**Source material**
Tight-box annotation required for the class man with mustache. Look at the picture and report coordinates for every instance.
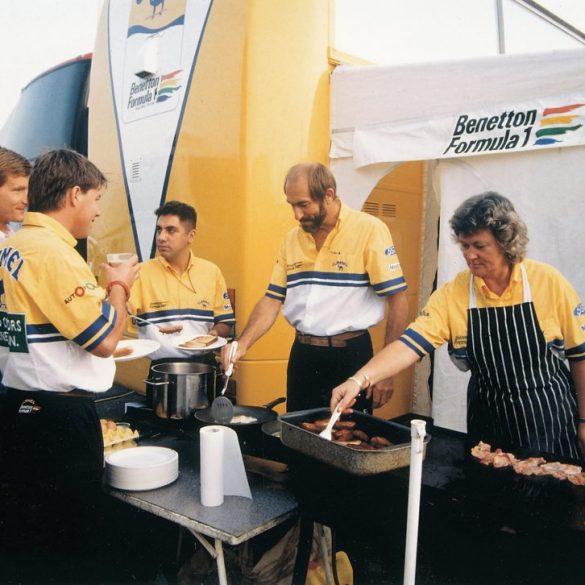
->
[223,161,408,412]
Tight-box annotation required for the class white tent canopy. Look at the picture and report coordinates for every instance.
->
[330,48,585,431]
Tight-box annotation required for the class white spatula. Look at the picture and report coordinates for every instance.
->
[210,341,238,424]
[319,407,342,441]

**Problem description**
Set down a word-for-word copy of the records, dropping any picture.

**Response for this exercise**
Tight-box annotation required for the class man with mustache. Look at the picture and report coordinates for every instance.
->
[223,161,408,412]
Tight-box annotation required for the class white tent canopy. Look at the picture and report coordinates for every instance.
->
[330,48,585,431]
Tight-box annotation required for the class white spatula. Look at the picture and report coordinates for every instance.
->
[210,341,238,424]
[319,407,342,441]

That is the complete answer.